--- EXERCISE INSTRUCTIONS ---
Please copy out every one of the following records word for word, keeping each line as it stands.

━━━━━━━━━━━━━━━━━━━━━━━━━━━━━━

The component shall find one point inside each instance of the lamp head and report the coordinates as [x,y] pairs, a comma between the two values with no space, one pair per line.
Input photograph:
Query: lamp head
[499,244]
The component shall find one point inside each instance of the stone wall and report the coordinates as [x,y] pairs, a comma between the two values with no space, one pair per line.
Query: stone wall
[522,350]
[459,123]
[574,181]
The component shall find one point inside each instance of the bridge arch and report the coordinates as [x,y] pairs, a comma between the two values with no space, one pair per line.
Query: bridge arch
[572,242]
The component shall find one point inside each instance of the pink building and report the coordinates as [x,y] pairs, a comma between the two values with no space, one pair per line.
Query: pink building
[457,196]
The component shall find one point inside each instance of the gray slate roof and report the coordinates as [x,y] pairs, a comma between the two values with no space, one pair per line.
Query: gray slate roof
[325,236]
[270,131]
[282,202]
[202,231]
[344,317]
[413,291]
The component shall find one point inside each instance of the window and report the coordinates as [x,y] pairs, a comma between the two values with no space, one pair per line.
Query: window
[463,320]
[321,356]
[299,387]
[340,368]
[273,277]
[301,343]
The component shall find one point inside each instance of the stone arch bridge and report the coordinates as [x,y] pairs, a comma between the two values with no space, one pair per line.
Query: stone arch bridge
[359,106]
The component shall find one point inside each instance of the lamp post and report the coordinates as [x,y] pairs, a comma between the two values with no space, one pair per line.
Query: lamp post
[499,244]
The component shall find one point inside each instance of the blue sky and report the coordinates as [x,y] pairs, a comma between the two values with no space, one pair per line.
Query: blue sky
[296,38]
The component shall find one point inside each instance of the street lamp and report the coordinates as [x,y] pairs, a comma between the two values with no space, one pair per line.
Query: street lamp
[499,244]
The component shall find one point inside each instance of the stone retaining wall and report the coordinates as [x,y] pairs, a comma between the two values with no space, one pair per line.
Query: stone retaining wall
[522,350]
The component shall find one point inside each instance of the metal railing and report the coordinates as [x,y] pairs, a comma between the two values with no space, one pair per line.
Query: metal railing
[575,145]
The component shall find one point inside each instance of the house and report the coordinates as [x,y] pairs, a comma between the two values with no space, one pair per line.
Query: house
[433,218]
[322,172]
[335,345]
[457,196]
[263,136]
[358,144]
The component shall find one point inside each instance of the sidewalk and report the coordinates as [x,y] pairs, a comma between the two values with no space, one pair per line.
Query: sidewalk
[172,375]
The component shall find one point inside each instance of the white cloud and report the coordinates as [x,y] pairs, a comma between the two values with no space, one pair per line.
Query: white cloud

━━━━━━━━━━━━━━━━━━━━━━━━━━━━━━

--- RESPONSE TO THIS TASK ---
The component shall find one point inside each instance of the lamp head and report the coordinates as [x,y] pairs, a comma between the two values with no space, one pair per line.
Input photograph:
Query: lamp head
[499,244]
The component shall find one point inside each instance of the stone wall and report the coordinates as [x,y] pairs, a comma between the two values with no space, one pair per line.
Query: stone wall
[522,350]
[459,123]
[574,181]
The component shall find one point inside each instance of the bridge arch and report the coordinates as [x,y] pairs, a comma between the two values with no space, one pair per line.
Query: bridge arch
[572,242]
The component shall find one point inside each instance of the pink building and report the coordinates as [x,y] pairs, a comma between the two values with no space, one pair per line.
Query: pink building
[457,196]
The component shall find one point inside each instance of the gray slate roof and report the coordinates as [x,y] pairs, a comma between the two values with no space, one pair per line.
Query: gray slate roof
[325,236]
[270,131]
[282,202]
[202,231]
[344,317]
[413,291]
The component shall find one point inside each instance of the window and report the coordinates as [x,y] pairs, a comma between the two values with no space, one pair per line.
Query: window
[463,320]
[321,356]
[299,387]
[340,368]
[273,277]
[301,343]
The component shall find one point inside each instance of the stone arch bridge and report the coordinates as [x,y] pairs, a comma between the two values with no space, one pair per line.
Query: stone arch bridge
[359,106]
The component shall find one point inside each instance of the lamp post and report the coordinates as [x,y] pairs, a comma between the two values with no space, one pair per line.
Query: lamp post
[499,244]
The component shall find one point inside each instance of the blue sky and report the coordinates as [x,y] pairs, a comma between the two values with no space, one pair per line.
Query: blue sky
[296,38]
The component shall find one point inside each instance of the street lamp and report the coordinates as [x,y] pairs, a comma between the two values with no space, one pair per line.
Query: street lamp
[499,244]
The component shall find one point inside each instance of the stone retaining wall and report the coordinates as [x,y] pairs, a comma between the two values with no space, one pair per line.
Query: stone retaining wall
[522,350]
The component shall find one point inside each instance of the metal railing and report the coordinates as [x,y] pairs, a comma between the two values with no space, one pair per line.
Query: metal railing
[575,145]
The component shall find one point inside each instance of the house and report the coordinates as [x,y] pairs, a comma between the two values with no space, one pair per line.
Query: house
[433,218]
[322,172]
[335,345]
[457,196]
[263,136]
[358,144]
The component shall find one point inside each instance of the sidewalk and report the coordinates as [x,y] pairs, a comma between the two values with no space, one pair per line.
Query: sidewalk
[172,375]
The component shall find one point inside each instance of the white cloud and report the coordinates as [x,y] pairs, a comma between the two values with no space, one pair per line.
Query: white cloud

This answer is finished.